Box annotations for photos:
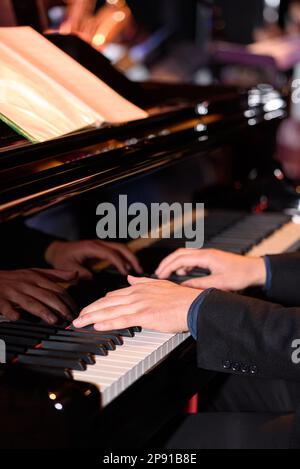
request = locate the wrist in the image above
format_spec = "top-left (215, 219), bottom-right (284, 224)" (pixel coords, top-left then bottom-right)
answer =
top-left (45, 241), bottom-right (65, 266)
top-left (249, 257), bottom-right (267, 287)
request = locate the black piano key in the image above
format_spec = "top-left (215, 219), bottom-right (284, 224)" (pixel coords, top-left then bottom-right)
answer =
top-left (0, 327), bottom-right (48, 340)
top-left (108, 328), bottom-right (135, 337)
top-left (0, 321), bottom-right (57, 335)
top-left (49, 333), bottom-right (116, 350)
top-left (5, 351), bottom-right (17, 363)
top-left (18, 354), bottom-right (86, 371)
top-left (14, 363), bottom-right (73, 380)
top-left (27, 348), bottom-right (96, 365)
top-left (0, 333), bottom-right (40, 347)
top-left (79, 325), bottom-right (134, 337)
top-left (6, 344), bottom-right (27, 355)
top-left (41, 339), bottom-right (108, 356)
top-left (57, 328), bottom-right (124, 345)
top-left (50, 331), bottom-right (116, 350)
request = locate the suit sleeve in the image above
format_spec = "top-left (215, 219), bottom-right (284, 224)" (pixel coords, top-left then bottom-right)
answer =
top-left (197, 290), bottom-right (300, 381)
top-left (267, 253), bottom-right (300, 306)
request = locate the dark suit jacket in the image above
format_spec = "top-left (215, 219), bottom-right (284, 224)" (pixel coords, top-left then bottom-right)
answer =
top-left (198, 254), bottom-right (300, 382)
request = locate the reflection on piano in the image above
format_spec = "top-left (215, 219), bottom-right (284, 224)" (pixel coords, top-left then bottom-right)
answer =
top-left (0, 34), bottom-right (300, 449)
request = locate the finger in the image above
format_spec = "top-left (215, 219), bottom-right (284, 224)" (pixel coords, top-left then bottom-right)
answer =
top-left (156, 253), bottom-right (199, 279)
top-left (57, 261), bottom-right (93, 281)
top-left (94, 314), bottom-right (143, 332)
top-left (99, 243), bottom-right (143, 274)
top-left (18, 285), bottom-right (74, 321)
top-left (80, 295), bottom-right (134, 317)
top-left (73, 305), bottom-right (136, 329)
top-left (22, 273), bottom-right (78, 313)
top-left (182, 275), bottom-right (224, 290)
top-left (158, 252), bottom-right (210, 279)
top-left (127, 275), bottom-right (158, 286)
top-left (155, 249), bottom-right (190, 274)
top-left (0, 302), bottom-right (21, 321)
top-left (14, 292), bottom-right (57, 325)
top-left (31, 269), bottom-right (77, 282)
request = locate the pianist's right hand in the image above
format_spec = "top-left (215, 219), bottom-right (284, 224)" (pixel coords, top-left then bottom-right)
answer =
top-left (0, 269), bottom-right (77, 324)
top-left (156, 249), bottom-right (267, 291)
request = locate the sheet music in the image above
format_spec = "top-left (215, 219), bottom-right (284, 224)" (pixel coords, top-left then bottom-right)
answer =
top-left (0, 27), bottom-right (148, 141)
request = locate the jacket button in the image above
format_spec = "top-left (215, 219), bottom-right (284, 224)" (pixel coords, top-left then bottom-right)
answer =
top-left (241, 365), bottom-right (250, 375)
top-left (223, 360), bottom-right (231, 370)
top-left (232, 362), bottom-right (241, 373)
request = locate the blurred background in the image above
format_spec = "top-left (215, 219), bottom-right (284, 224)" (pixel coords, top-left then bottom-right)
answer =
top-left (0, 0), bottom-right (300, 183)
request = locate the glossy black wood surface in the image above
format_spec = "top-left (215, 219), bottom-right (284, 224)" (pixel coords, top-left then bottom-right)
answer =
top-left (0, 37), bottom-right (285, 449)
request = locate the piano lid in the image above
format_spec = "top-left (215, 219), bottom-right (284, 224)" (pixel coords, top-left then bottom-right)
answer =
top-left (0, 37), bottom-right (286, 221)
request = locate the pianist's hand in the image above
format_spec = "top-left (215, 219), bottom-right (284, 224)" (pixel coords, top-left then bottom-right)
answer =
top-left (156, 249), bottom-right (266, 291)
top-left (74, 276), bottom-right (200, 333)
top-left (0, 269), bottom-right (76, 324)
top-left (46, 240), bottom-right (142, 280)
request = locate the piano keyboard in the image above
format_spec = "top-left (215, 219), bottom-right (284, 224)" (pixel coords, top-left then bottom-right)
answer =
top-left (0, 212), bottom-right (300, 407)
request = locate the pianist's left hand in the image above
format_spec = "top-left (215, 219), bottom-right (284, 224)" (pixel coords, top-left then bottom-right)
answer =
top-left (74, 276), bottom-right (201, 333)
top-left (45, 240), bottom-right (142, 280)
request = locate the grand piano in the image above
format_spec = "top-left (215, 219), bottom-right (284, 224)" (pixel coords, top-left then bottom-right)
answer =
top-left (0, 35), bottom-right (300, 449)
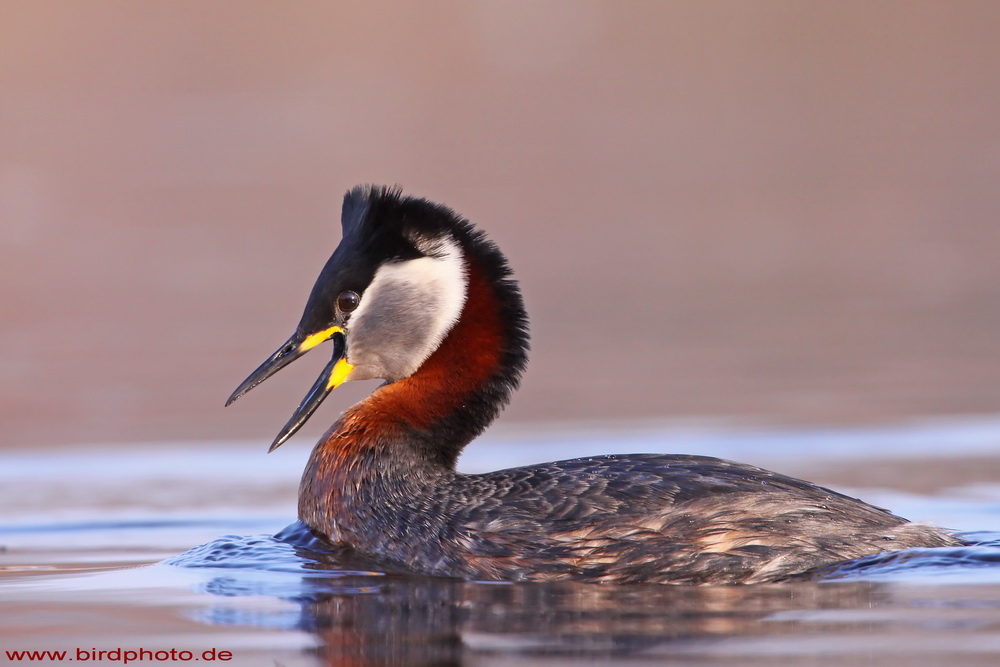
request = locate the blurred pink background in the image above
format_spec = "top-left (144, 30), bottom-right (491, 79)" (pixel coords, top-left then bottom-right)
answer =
top-left (0, 0), bottom-right (1000, 447)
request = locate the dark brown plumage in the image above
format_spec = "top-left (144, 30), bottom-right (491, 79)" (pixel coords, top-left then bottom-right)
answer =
top-left (234, 188), bottom-right (959, 584)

GOAL.
Recast all of the data above as a two-column CSV with one row per request, using the column names "request" and "answer". Put each text and its answer in one quoted field with line breaks replaced by spaces, and leave the pictures out.

ANSWER FOR THIS EXERCISE.
request,answer
"request = locate the wrist in the image above format_spec = ""top-left (215, 219), bottom-right (284, 224)"" (pixel coords, top-left then bottom-right) answer =","top-left (45, 241), bottom-right (65, 266) top-left (249, 257), bottom-right (267, 287)"
"request = locate the black piano key in the image above format_spec = ""top-left (215, 219), bottom-right (284, 224)"" (pixel coords, top-left then bottom-right) answer =","top-left (0, 327), bottom-right (48, 340) top-left (108, 328), bottom-right (135, 337) top-left (0, 321), bottom-right (57, 335) top-left (49, 333), bottom-right (116, 350) top-left (5, 351), bottom-right (17, 363) top-left (18, 354), bottom-right (86, 371) top-left (14, 363), bottom-right (73, 380) top-left (27, 348), bottom-right (96, 365) top-left (0, 333), bottom-right (40, 347) top-left (79, 325), bottom-right (134, 337) top-left (6, 344), bottom-right (27, 355) top-left (41, 339), bottom-right (108, 356) top-left (57, 328), bottom-right (124, 345) top-left (50, 331), bottom-right (116, 350)"
"request = locate the suit sleeve in the image above format_spec = ""top-left (215, 219), bottom-right (284, 224)"" (pixel coords, top-left then bottom-right) answer =","top-left (197, 290), bottom-right (300, 381) top-left (267, 253), bottom-right (300, 306)"
"request = locate the dark suit jacket in the image above format_spec = ""top-left (215, 219), bottom-right (284, 224)"" (pixel coords, top-left then bottom-right) answer =","top-left (198, 254), bottom-right (300, 382)"
"request = locate the reflection on piano in the image above format_spec = ""top-left (215, 219), bottom-right (284, 224)"" (pixel coords, top-left then bottom-right) answer =","top-left (0, 34), bottom-right (300, 449)"
"request = locate the finger in the image above format_spec = ""top-left (215, 219), bottom-right (284, 224)"" (pixel coords, top-left then bottom-right) answer =","top-left (156, 253), bottom-right (199, 279) top-left (57, 261), bottom-right (93, 281) top-left (94, 314), bottom-right (143, 332) top-left (99, 243), bottom-right (143, 274) top-left (18, 285), bottom-right (74, 321) top-left (80, 295), bottom-right (134, 317) top-left (73, 305), bottom-right (136, 329) top-left (22, 273), bottom-right (78, 313) top-left (182, 275), bottom-right (224, 290) top-left (158, 252), bottom-right (210, 279) top-left (127, 275), bottom-right (158, 286) top-left (155, 249), bottom-right (190, 274) top-left (0, 302), bottom-right (21, 321) top-left (14, 292), bottom-right (57, 325) top-left (31, 269), bottom-right (77, 282)"
"request = locate the pianist's right hand in the image above format_spec = ""top-left (215, 219), bottom-right (284, 224)"" (pixel coords, top-left then bottom-right) answer =","top-left (0, 269), bottom-right (77, 324) top-left (156, 249), bottom-right (267, 291)"
"request = locate the sheet music in the image above format_spec = ""top-left (215, 219), bottom-right (284, 224)"" (pixel coords, top-left then bottom-right) answer =","top-left (0, 27), bottom-right (148, 141)"
"request = locate the jacket button in the image above format_spec = ""top-left (215, 219), bottom-right (284, 224)"" (pixel coords, top-left then bottom-right) answer =","top-left (241, 365), bottom-right (250, 375) top-left (223, 360), bottom-right (231, 370) top-left (232, 362), bottom-right (241, 373)"
"request = locate the blurred background in the image above format_spec = ""top-left (215, 219), bottom-right (284, 224)"" (pixel coords, top-left then bottom-right) answer =","top-left (0, 0), bottom-right (300, 183)"
"request = locate the glossy black wood surface in the image above format_spec = ""top-left (215, 219), bottom-right (284, 224)"" (pixel coords, top-left then bottom-right) answer =","top-left (0, 37), bottom-right (285, 449)"
"request = locate the piano lid in the image above format_spec = ""top-left (215, 219), bottom-right (284, 224)"" (pixel coords, top-left then bottom-right) answer =","top-left (0, 37), bottom-right (286, 221)"
"request = locate the pianist's hand in the image above format_spec = ""top-left (215, 219), bottom-right (284, 224)"" (pixel coords, top-left then bottom-right) answer =","top-left (156, 249), bottom-right (266, 291) top-left (74, 276), bottom-right (200, 333) top-left (0, 269), bottom-right (76, 324) top-left (46, 240), bottom-right (142, 280)"
"request = locate the piano keyboard in the image above format_spec = ""top-left (215, 219), bottom-right (284, 224)"" (pixel coords, top-left then bottom-right) answer =","top-left (0, 212), bottom-right (300, 407)"
"request = locate the pianist's left hand in the image above format_spec = ""top-left (215, 219), bottom-right (284, 224)"" (pixel coords, top-left then bottom-right) answer =","top-left (74, 276), bottom-right (201, 333) top-left (45, 240), bottom-right (142, 280)"
"request = locate the grand piano in the image above format_spec = ""top-left (215, 219), bottom-right (284, 224)"" (pixel coords, top-left then bottom-right) answer =","top-left (0, 35), bottom-right (300, 449)"
"request = locate the blurred pink background in the image above format_spec = ""top-left (144, 30), bottom-right (491, 79)"" (pixel coords, top-left then bottom-right) answer =","top-left (0, 0), bottom-right (1000, 447)"
"request = locate the dark brown plumage in the image above format_spec = ""top-left (144, 30), bottom-right (491, 79)"" (pixel coords, top-left then bottom-right) answer =","top-left (234, 188), bottom-right (959, 584)"